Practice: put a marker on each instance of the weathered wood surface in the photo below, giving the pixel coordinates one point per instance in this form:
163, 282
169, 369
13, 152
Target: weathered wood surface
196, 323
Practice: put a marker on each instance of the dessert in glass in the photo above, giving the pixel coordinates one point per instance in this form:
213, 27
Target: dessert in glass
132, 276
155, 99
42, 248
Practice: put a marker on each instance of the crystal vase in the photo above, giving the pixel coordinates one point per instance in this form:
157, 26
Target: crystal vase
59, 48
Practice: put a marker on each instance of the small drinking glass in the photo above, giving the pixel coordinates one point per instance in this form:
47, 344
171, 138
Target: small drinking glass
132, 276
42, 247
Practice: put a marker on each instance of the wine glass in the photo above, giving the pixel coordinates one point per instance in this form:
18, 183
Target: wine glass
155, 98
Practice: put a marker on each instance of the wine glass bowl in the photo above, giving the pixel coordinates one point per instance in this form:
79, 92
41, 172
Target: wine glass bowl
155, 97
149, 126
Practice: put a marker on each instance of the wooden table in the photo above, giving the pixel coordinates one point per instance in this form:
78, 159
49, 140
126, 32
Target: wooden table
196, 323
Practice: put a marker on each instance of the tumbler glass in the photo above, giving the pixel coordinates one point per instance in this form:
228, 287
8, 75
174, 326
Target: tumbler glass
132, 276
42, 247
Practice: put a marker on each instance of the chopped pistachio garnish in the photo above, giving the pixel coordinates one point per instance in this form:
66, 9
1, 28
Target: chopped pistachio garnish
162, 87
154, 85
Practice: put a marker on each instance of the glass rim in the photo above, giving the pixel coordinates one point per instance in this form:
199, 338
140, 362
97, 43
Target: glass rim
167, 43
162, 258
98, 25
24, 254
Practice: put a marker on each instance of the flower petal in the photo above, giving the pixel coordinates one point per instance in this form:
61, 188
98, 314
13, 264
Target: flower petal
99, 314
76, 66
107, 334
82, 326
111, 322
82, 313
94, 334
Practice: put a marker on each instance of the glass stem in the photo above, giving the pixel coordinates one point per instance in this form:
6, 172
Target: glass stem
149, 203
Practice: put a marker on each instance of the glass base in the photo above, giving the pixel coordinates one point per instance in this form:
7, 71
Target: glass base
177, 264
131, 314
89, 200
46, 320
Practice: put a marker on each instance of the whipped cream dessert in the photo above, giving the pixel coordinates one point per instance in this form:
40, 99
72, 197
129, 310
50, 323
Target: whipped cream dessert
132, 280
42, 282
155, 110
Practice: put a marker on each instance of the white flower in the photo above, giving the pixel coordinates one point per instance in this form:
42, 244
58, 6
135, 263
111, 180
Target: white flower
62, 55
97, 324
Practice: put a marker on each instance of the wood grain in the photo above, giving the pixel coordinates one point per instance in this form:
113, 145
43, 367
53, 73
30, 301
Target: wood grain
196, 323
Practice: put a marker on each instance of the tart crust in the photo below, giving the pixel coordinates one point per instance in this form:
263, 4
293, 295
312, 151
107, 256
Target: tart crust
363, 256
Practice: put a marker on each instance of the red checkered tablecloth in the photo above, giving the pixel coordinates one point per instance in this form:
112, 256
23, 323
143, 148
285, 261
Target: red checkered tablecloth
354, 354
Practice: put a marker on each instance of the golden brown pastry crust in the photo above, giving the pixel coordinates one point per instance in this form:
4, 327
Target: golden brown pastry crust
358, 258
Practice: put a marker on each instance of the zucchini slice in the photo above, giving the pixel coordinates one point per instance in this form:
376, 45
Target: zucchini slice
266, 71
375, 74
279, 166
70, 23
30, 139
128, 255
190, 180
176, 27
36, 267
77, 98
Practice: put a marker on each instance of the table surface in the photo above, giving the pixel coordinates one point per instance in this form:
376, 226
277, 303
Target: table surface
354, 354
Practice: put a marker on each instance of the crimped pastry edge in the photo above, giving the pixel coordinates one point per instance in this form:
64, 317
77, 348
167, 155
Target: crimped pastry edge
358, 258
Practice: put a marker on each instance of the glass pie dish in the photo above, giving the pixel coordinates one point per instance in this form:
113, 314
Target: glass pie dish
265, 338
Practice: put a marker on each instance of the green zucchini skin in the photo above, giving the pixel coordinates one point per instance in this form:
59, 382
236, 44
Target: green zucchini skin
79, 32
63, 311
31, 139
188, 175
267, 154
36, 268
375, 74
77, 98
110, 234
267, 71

- WORK TASK: Copy the data above in its entirety, exactly as given.

- RESULT BELOW:
Practice: put a marker on each instance of the weathered wood surface in the photo below, giving the pixel coordinates one point per instance in this form:
163, 282
169, 369
13, 152
Target: weathered wood surface
196, 323
Practice: put a marker on each instance of the dessert in glass in the photo above, giving the pixel coordinates one point per instance in this form:
213, 27
Target: dessert in glass
132, 276
155, 99
42, 248
Practice: put a marker on each instance of the crystal vase in the photo above, giving the pixel coordinates one point per instance in this form:
157, 26
Target: crystal vase
59, 48
Practice: put a marker on each instance of the small drinking glass in the photo above, giving the pixel coordinates one point per instance in this form:
47, 344
171, 138
Target: small drinking glass
132, 276
42, 247
Practice: put a marker on each instance of the wine glass in the photo above, giving the pixel coordinates one point per instance in this form:
18, 183
Target: wine glass
155, 98
Practice: put a marker on each instance of the wine glass bowl in the photo above, giving the pixel coordinates one point per instance in this form:
79, 92
41, 172
Target: wine glass bowl
155, 97
149, 126
Practice: put a marker on each instance of the wooden table in the photo above, giving the pixel coordinates one point per instance in this form:
78, 159
49, 140
126, 32
Target: wooden table
196, 323
Practice: put a marker on each instance of the tumbler glass in the photo above, giving the pixel coordinates one point per instance in this form:
228, 287
8, 75
174, 326
Target: tumbler glass
132, 276
42, 247
Practice: put a marker on each instance of the chopped pistachio garnish in the photo above, giving the pixel coordinates one point per instance in this form:
66, 9
1, 28
Target: chopped pistachio garnish
162, 87
154, 85
Practice: put a marker on each instance of the glass rim in the photo above, giving the pixel coordinates one point per instance in this form:
199, 338
140, 362
97, 43
Target: glass rim
167, 43
162, 258
98, 25
24, 254
Practice: put a marker on each instance of the flower petal in the photo above, giving the pixel coordinates one point per instance in this form:
61, 188
98, 314
13, 264
Target: flower petal
99, 314
76, 66
107, 334
82, 326
111, 322
82, 313
94, 334
Practice: put a marker on each instance of the glass stem in the photo above, giving the pixel coordinates one point per instance in this form:
6, 172
Target: glass stem
149, 203
Practice: put a marker on each instance of the glass base in the photo above, giving the pixel coordinates one point per instance in this form:
7, 71
Target: glass base
177, 264
131, 314
89, 200
46, 320
Practice: put a marker on each instance of the whipped cream dessert in the photo above, giving the pixel coordinates one point per instance in this form:
40, 99
72, 197
129, 310
50, 323
Target: whipped cream dessert
132, 280
42, 282
155, 110
Practice: put a marker on each instance of the white flower in the photo above, giving the pixel coordinates one point per instance in this form:
42, 244
58, 6
135, 263
111, 180
Target: white flower
62, 55
97, 324
Practice: put a marker on each instance of the wood grain in the photo above, giving the pixel coordinates one point per instance in this form:
113, 145
43, 367
53, 73
30, 301
Target: wood grain
196, 323
Practice: put a marker on each instance of the tart crust in the photo below, giving the pixel coordinates one point per instance in this form:
263, 4
293, 295
312, 151
107, 256
Target: tart crust
363, 256
Practice: put a marker on each instance of the red checkered tablecloth in the photo above, giving the pixel coordinates one point per instance in this form:
112, 256
23, 323
143, 148
285, 261
Target: red checkered tablecloth
354, 354
Practice: put a marker on each instance of the golden brown pastry crust in the photo above, giving the pixel coordinates one point per instance in this form:
4, 327
Target: golden brown pastry crust
358, 258
Practice: put a marker on each instance of the zucchini slice in the photo above, giving the pixel coordinates one point per instance in this form:
376, 45
Target: zucchini slice
266, 71
375, 74
279, 166
70, 23
30, 139
128, 255
190, 180
176, 27
36, 267
77, 98
Practice: put a marker on each instance of the table surface in the photo above, giving the pixel coordinates one point per instance in this form:
376, 226
277, 303
Target: table surface
354, 354
Practice: put a marker on each instance of the crimped pastry edge in the photo above, giving the pixel coordinates one point per instance in this form:
64, 317
77, 348
167, 155
Target: crimped pastry edge
358, 258
Practice: put a marker on each instance of the glass pie dish in the photo above, giving the pixel coordinates one point per instance in this form:
113, 314
Target: glass pie dish
265, 338
Practice: put a marker on each instance of the green zucchini skin in the photo above, giving the pixel coordinates one point per instance in this form:
59, 382
236, 44
Target: green zucchini skin
79, 32
63, 311
31, 139
188, 175
267, 154
36, 268
375, 74
77, 98
110, 234
267, 71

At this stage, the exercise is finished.